**The exercise:** Show each line of the material that contains the word "roof".

**Material for the task:**
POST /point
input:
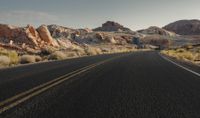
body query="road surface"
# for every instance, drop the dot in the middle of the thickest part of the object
(132, 85)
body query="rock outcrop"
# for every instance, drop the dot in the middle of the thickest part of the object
(156, 31)
(18, 35)
(184, 27)
(111, 26)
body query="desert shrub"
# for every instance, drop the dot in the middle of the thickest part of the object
(58, 55)
(38, 58)
(27, 59)
(71, 54)
(12, 55)
(93, 51)
(47, 50)
(79, 51)
(4, 61)
(180, 50)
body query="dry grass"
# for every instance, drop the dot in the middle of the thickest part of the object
(4, 61)
(12, 55)
(58, 55)
(186, 54)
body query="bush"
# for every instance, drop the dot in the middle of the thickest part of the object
(12, 55)
(58, 55)
(93, 51)
(4, 61)
(27, 59)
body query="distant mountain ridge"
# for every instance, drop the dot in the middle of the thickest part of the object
(184, 27)
(110, 26)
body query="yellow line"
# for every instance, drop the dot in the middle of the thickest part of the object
(30, 93)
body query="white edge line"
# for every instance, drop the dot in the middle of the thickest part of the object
(180, 65)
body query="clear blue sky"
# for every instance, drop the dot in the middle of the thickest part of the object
(135, 14)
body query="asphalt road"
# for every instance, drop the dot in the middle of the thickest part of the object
(134, 85)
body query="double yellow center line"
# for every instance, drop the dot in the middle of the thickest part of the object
(22, 97)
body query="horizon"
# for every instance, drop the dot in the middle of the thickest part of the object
(92, 13)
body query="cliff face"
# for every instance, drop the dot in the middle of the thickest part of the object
(184, 27)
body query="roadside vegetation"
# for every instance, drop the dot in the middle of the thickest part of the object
(186, 53)
(11, 57)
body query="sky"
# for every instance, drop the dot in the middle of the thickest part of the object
(134, 14)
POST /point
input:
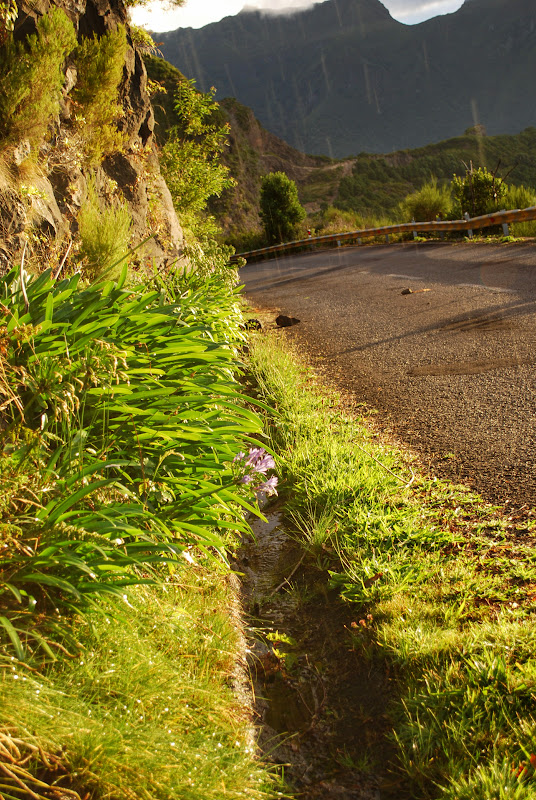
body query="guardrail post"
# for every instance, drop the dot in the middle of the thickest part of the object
(469, 232)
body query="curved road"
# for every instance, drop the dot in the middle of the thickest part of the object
(450, 366)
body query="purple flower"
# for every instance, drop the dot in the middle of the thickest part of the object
(254, 455)
(269, 485)
(259, 460)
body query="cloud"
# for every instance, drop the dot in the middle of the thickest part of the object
(196, 13)
(417, 10)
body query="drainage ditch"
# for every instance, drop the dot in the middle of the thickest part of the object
(320, 704)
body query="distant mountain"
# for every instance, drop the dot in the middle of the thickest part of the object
(344, 77)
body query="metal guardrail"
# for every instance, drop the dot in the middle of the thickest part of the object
(440, 226)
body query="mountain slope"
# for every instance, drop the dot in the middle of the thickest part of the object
(343, 76)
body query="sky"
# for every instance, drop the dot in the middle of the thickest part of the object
(197, 13)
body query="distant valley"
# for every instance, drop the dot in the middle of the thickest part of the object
(344, 77)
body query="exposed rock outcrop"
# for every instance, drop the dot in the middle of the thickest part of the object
(43, 188)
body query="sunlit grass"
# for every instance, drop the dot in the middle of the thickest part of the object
(148, 708)
(444, 585)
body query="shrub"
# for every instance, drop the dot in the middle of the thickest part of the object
(104, 234)
(190, 158)
(31, 77)
(427, 203)
(100, 65)
(280, 208)
(478, 192)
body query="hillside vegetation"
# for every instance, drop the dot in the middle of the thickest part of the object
(128, 451)
(343, 76)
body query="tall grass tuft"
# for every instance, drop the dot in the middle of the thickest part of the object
(104, 235)
(441, 583)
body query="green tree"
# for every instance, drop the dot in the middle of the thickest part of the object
(478, 192)
(280, 209)
(427, 203)
(190, 159)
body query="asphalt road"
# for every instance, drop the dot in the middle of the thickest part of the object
(450, 366)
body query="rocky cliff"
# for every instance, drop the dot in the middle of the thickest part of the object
(43, 184)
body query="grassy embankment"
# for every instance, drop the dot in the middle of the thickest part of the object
(444, 586)
(121, 417)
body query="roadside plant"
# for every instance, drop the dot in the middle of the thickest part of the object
(190, 158)
(427, 203)
(254, 467)
(280, 208)
(121, 419)
(478, 192)
(104, 234)
(8, 15)
(31, 77)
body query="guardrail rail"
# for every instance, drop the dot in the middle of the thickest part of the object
(503, 218)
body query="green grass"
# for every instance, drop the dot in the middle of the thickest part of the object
(445, 584)
(147, 709)
(120, 496)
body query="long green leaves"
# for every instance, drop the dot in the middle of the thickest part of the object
(128, 417)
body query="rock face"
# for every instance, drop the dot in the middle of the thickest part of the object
(58, 176)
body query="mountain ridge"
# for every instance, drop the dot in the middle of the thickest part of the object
(343, 76)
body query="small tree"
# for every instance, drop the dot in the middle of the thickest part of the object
(479, 191)
(427, 203)
(280, 209)
(190, 159)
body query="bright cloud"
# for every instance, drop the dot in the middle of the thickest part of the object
(197, 13)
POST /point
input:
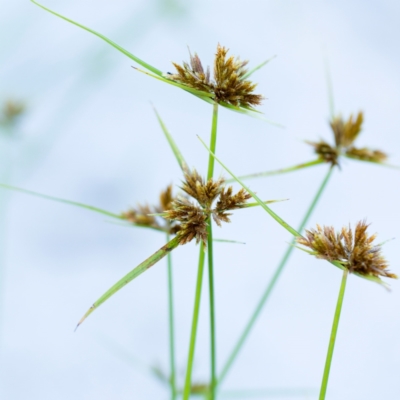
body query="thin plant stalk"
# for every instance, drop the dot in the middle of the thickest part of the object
(213, 141)
(272, 283)
(171, 326)
(196, 311)
(332, 340)
(210, 173)
(212, 312)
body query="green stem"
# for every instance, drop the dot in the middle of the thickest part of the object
(171, 326)
(196, 310)
(210, 174)
(212, 312)
(280, 171)
(272, 283)
(332, 340)
(213, 141)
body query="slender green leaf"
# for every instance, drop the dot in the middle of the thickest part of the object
(250, 112)
(228, 241)
(178, 155)
(72, 203)
(280, 171)
(248, 205)
(251, 72)
(330, 89)
(263, 393)
(196, 92)
(109, 41)
(281, 221)
(145, 265)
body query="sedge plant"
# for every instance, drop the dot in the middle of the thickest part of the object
(345, 132)
(205, 200)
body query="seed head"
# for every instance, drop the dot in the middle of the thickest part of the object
(192, 219)
(11, 111)
(228, 85)
(141, 215)
(226, 202)
(355, 251)
(345, 133)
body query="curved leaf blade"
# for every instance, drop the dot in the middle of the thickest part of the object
(59, 200)
(178, 155)
(107, 40)
(130, 276)
(280, 171)
(280, 221)
(256, 68)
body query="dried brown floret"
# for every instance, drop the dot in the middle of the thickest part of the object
(346, 132)
(366, 154)
(141, 215)
(166, 199)
(227, 202)
(355, 251)
(326, 152)
(229, 84)
(204, 192)
(192, 220)
(199, 388)
(11, 111)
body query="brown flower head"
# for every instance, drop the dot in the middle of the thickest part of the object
(192, 219)
(229, 84)
(345, 133)
(366, 154)
(355, 251)
(142, 214)
(11, 111)
(326, 152)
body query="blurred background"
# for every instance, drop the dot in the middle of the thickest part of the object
(88, 133)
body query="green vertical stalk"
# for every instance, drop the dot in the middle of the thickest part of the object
(171, 326)
(196, 310)
(187, 387)
(210, 174)
(332, 340)
(213, 141)
(271, 283)
(212, 312)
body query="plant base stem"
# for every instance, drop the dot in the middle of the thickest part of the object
(332, 340)
(196, 311)
(272, 283)
(212, 312)
(171, 326)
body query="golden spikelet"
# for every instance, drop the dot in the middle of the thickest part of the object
(354, 250)
(141, 215)
(326, 152)
(345, 133)
(191, 219)
(366, 154)
(228, 85)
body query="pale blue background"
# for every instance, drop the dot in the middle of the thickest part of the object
(90, 135)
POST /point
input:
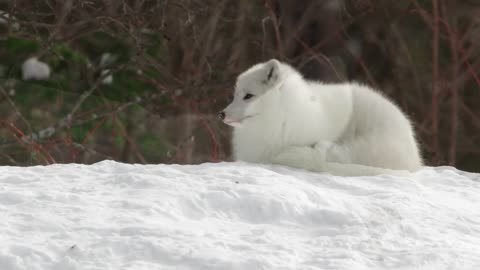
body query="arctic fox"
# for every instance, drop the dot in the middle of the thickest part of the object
(344, 129)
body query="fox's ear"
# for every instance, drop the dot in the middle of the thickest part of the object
(272, 72)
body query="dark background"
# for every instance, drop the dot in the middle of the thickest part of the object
(174, 63)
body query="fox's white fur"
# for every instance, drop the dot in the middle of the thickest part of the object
(344, 129)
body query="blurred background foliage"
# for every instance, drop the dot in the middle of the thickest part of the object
(141, 81)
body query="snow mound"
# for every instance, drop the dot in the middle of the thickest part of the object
(235, 216)
(33, 69)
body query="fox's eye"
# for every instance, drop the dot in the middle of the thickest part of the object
(248, 96)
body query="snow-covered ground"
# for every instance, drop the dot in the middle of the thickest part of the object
(235, 216)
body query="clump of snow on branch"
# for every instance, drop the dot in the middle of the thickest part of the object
(33, 69)
(106, 74)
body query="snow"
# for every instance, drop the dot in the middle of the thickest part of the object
(34, 69)
(235, 216)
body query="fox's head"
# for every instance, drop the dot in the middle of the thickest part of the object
(251, 89)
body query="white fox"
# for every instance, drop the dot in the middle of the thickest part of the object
(344, 129)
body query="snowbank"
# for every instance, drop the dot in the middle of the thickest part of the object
(235, 216)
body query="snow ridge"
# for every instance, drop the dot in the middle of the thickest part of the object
(235, 216)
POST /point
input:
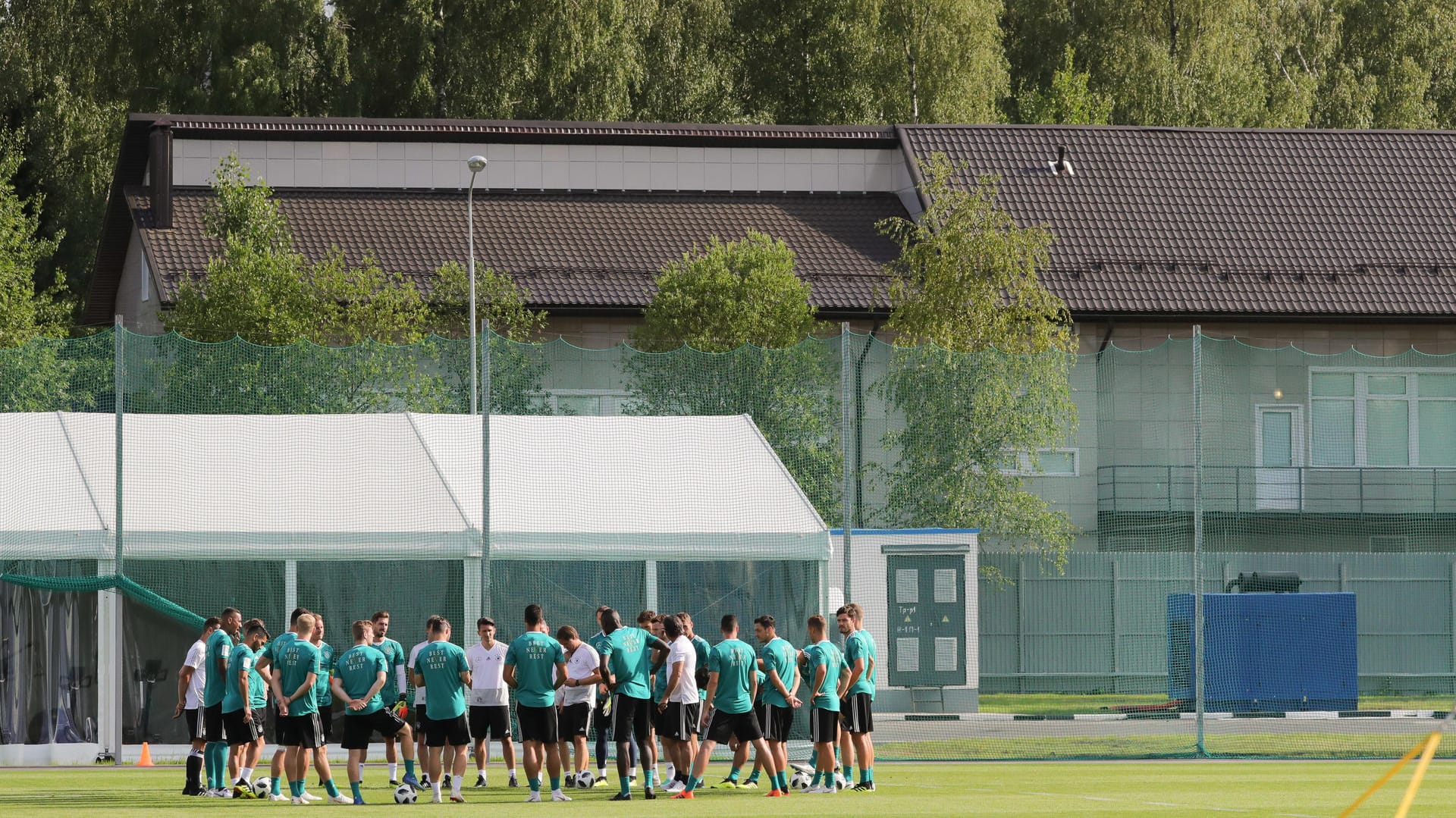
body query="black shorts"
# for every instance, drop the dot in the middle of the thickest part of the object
(300, 731)
(213, 724)
(632, 716)
(359, 728)
(823, 726)
(856, 712)
(327, 719)
(745, 727)
(680, 721)
(491, 721)
(277, 722)
(576, 721)
(453, 732)
(775, 721)
(538, 724)
(194, 724)
(240, 729)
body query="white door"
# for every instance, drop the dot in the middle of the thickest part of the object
(1280, 441)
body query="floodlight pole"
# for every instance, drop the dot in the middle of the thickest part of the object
(476, 165)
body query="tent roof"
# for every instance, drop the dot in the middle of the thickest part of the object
(376, 487)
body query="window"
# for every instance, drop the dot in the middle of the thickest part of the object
(1044, 463)
(1382, 418)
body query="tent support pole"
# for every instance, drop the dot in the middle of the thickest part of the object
(650, 585)
(290, 588)
(108, 667)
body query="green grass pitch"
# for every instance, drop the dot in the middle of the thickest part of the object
(1164, 789)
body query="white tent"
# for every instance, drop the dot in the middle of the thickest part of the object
(346, 487)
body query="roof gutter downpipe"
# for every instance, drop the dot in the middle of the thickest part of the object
(913, 166)
(159, 166)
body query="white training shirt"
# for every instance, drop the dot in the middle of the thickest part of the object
(487, 680)
(414, 654)
(683, 651)
(196, 660)
(580, 666)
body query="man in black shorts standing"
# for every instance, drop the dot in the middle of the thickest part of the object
(733, 683)
(625, 667)
(363, 672)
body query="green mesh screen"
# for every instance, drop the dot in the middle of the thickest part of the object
(350, 481)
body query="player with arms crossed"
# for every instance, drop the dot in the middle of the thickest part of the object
(397, 660)
(218, 647)
(577, 700)
(240, 722)
(535, 669)
(299, 726)
(490, 700)
(626, 666)
(824, 666)
(191, 677)
(859, 697)
(363, 672)
(441, 669)
(731, 688)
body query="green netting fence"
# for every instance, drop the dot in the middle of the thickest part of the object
(152, 481)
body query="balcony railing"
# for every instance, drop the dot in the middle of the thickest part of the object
(1244, 490)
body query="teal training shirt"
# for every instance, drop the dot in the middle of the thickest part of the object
(296, 661)
(535, 657)
(218, 647)
(861, 645)
(824, 655)
(631, 661)
(780, 655)
(734, 664)
(359, 670)
(239, 661)
(322, 693)
(441, 664)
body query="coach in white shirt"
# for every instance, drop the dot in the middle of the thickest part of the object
(579, 697)
(490, 700)
(191, 679)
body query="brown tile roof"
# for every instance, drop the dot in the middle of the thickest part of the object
(568, 249)
(1164, 221)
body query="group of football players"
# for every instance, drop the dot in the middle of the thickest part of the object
(641, 685)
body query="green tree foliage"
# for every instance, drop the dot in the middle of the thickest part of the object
(1066, 101)
(981, 371)
(274, 316)
(727, 334)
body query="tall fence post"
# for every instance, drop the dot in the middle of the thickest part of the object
(1197, 539)
(109, 672)
(845, 425)
(485, 468)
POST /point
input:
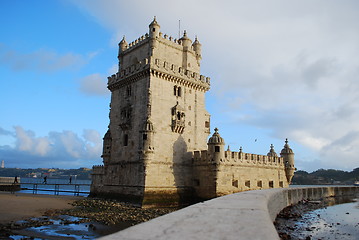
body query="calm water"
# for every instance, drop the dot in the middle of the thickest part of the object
(49, 188)
(334, 222)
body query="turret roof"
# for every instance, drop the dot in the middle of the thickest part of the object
(271, 152)
(216, 138)
(286, 149)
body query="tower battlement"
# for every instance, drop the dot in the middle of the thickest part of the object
(156, 150)
(241, 158)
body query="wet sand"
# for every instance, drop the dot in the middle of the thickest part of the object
(20, 206)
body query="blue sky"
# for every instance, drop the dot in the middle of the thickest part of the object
(278, 70)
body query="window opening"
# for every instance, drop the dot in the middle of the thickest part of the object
(125, 140)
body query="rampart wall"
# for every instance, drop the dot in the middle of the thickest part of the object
(245, 215)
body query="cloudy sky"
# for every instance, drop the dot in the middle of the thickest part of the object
(279, 69)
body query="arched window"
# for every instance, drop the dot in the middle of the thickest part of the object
(125, 140)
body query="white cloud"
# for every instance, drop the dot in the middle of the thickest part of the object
(94, 84)
(294, 64)
(43, 60)
(57, 148)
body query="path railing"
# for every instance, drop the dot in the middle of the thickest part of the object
(56, 188)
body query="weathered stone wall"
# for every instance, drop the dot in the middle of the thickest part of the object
(156, 146)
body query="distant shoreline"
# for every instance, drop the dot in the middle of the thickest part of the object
(21, 206)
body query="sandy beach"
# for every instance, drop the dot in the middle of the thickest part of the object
(20, 206)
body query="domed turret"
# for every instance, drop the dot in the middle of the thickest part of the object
(197, 47)
(271, 152)
(122, 46)
(216, 138)
(288, 157)
(154, 28)
(286, 149)
(185, 41)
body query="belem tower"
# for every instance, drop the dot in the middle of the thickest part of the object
(156, 150)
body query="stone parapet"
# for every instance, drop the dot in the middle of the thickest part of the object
(245, 215)
(98, 170)
(241, 158)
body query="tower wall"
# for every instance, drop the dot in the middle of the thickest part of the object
(155, 151)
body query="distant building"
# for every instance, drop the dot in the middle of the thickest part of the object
(155, 151)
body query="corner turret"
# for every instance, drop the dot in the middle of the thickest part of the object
(122, 46)
(271, 152)
(185, 41)
(216, 147)
(288, 157)
(154, 29)
(197, 47)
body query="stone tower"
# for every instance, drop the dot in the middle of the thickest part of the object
(157, 119)
(288, 157)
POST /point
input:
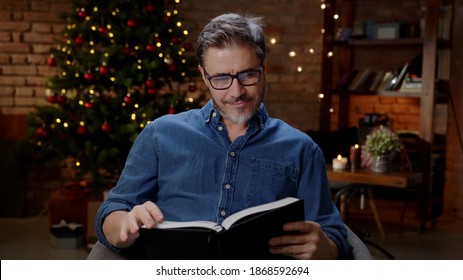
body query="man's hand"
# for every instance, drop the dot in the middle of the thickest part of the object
(305, 240)
(122, 228)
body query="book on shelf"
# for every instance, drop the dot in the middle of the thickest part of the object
(243, 235)
(411, 83)
(398, 78)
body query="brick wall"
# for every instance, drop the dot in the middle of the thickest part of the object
(27, 29)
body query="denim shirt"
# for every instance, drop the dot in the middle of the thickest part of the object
(186, 164)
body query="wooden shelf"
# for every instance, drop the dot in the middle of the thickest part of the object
(381, 54)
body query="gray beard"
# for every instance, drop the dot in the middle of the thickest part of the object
(242, 118)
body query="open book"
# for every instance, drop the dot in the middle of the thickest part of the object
(243, 235)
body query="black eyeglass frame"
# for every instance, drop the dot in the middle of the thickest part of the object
(233, 77)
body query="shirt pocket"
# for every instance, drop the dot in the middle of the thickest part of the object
(271, 180)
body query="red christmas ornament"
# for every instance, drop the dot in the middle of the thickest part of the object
(88, 105)
(103, 70)
(192, 87)
(128, 99)
(171, 110)
(41, 133)
(126, 50)
(150, 47)
(187, 46)
(149, 8)
(88, 76)
(174, 40)
(102, 29)
(151, 91)
(149, 83)
(61, 99)
(79, 40)
(172, 67)
(131, 23)
(52, 98)
(51, 60)
(81, 130)
(106, 127)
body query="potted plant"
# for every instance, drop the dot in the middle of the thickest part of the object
(381, 145)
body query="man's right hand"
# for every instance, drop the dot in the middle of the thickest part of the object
(121, 228)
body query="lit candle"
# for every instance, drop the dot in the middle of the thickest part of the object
(339, 163)
(355, 157)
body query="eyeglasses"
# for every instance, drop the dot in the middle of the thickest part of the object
(224, 81)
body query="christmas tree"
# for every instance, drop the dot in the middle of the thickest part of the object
(120, 64)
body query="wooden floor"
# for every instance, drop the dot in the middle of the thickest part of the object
(403, 241)
(28, 238)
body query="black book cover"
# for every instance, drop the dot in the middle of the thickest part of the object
(246, 238)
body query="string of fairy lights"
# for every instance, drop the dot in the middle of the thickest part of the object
(324, 5)
(86, 100)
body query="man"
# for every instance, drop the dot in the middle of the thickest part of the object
(209, 163)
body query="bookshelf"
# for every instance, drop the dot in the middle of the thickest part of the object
(342, 56)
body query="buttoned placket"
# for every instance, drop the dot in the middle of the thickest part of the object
(231, 169)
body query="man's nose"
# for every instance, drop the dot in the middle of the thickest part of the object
(236, 89)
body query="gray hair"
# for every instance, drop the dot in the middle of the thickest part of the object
(228, 29)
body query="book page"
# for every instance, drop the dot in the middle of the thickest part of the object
(191, 224)
(228, 222)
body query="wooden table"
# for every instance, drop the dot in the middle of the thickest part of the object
(368, 179)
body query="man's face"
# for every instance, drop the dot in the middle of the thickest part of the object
(237, 103)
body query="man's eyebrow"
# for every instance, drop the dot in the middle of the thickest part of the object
(242, 71)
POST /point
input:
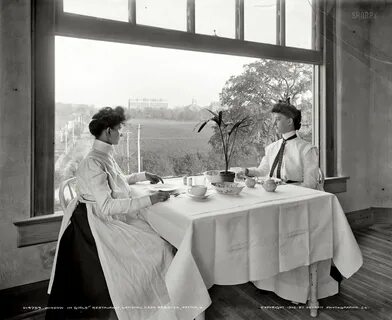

**Written response:**
body query="tent roof"
body query="roof gutter downpipe"
body query="brown tile roof"
body query="turret roof"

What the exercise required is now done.